Teks Bacaan |
PENDIDIKAN

Menjaga Prinsip Non-Retroaktivitas di Tengah Euforia Reformasi KUHAP

Heri Suprayogi
03 Desember 2025, 18.35 WIB Last Updated 2025-12-03T11:35:08Z
masukkan script iklan disini

 


Oleh: Raafila Anbiya, S.H.

Aktivis LBH IKAHUM UNISRI


Di tengah derasnya wacana pembaruan hukum acara pidana melalui RKUHAP 2026, publik seolah diliputi optimisme bahwa aturan baru akan menjadi obat mujarab atas berbagai persoalan penegakan hukum. Namun, ada satu prinsip fundamental yang justru rawan tergerus oleh euforia reformasi tersebut: prinsip non-retroaktivitas, atau larangan pemberlakuan hukum secara surut.

Tugas |
Ulangi seluruh teks tentang prinsip non-retroaktivitas di atas tanpa mengubah satu kata pun.

Kutipan data anotasi titik |

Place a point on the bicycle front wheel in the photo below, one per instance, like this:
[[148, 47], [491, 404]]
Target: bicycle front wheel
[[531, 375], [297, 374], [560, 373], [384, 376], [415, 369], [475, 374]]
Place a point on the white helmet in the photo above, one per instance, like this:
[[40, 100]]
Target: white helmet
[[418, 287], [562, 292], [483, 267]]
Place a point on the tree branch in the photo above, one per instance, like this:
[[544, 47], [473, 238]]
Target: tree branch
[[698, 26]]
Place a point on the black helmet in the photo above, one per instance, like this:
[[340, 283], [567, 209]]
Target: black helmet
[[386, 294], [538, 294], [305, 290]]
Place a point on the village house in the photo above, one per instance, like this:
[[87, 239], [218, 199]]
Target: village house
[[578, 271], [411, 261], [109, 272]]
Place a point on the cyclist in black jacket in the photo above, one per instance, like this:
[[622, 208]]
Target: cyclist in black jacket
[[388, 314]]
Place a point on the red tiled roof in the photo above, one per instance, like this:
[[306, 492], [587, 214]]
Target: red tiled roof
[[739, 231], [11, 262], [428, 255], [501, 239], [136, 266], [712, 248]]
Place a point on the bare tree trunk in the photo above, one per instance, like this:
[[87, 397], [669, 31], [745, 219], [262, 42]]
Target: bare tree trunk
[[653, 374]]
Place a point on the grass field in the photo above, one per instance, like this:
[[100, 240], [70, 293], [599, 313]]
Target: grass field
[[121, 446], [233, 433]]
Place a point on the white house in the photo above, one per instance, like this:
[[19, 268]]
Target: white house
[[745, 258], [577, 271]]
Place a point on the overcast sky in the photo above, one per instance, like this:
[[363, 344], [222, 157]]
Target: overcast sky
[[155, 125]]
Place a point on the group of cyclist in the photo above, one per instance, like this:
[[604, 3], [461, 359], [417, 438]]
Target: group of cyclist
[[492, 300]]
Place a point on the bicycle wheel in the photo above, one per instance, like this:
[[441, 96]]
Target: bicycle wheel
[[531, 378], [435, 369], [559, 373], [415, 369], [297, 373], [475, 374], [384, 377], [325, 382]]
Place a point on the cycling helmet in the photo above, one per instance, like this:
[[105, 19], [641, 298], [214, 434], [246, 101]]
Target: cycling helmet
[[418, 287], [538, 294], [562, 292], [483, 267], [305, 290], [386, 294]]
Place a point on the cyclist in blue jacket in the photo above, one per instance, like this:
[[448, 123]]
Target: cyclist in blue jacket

Jawaban Tertulis |
PENDIDIKAN

Menjaga Prinsip Non-Retroaktivitas di Tengah Euforia Reformasi KUHAP

Heri Suprayogi
03 Desember 2025, 18.35 WIB Last Updated 2025-12-03T11:35:08Z
masukkan script iklan disini

 


Oleh: Raafila Anbiya, S.H.

Aktivis LBH IKAHUM UNISRI


Di tengah derasnya wacana pembaruan hukum acara pidana melalui RKUHAP 2026, publik seolah diliputi optimisme bahwa aturan baru akan menjadi obat mujarab atas berbagai persoalan penegakan hukum. Namun, ada satu prinsip fundamental yang justru rawan tergerus oleh euforia reformasi tersebut: prinsip non-retroaktivitas, atau larangan pemberlakuan hukum secara surut.